* [Instructions to follow]
Copy the material below word for word, leaving out the picture.

* [Records]
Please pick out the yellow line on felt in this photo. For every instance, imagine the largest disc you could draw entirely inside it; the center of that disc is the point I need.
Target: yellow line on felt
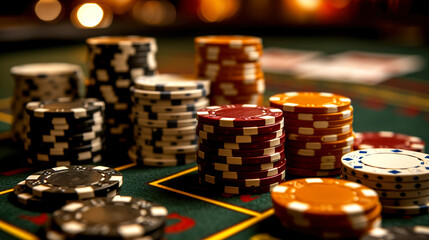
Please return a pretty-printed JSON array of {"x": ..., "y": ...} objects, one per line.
[
  {"x": 240, "y": 226},
  {"x": 215, "y": 202},
  {"x": 7, "y": 118},
  {"x": 120, "y": 168},
  {"x": 17, "y": 232},
  {"x": 6, "y": 191},
  {"x": 5, "y": 103}
]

* [Reply]
Please pick out the yellow line on felt in this photo. For every instance, imagine the largest disc you could draw entirely inside it; the center of that disc is the point I need.
Target: yellow line on felt
Please return a pretty-printed JSON array of {"x": ..., "y": ...} objects, one per line.
[
  {"x": 240, "y": 226},
  {"x": 215, "y": 202},
  {"x": 7, "y": 118},
  {"x": 120, "y": 168},
  {"x": 17, "y": 232},
  {"x": 6, "y": 191},
  {"x": 5, "y": 103}
]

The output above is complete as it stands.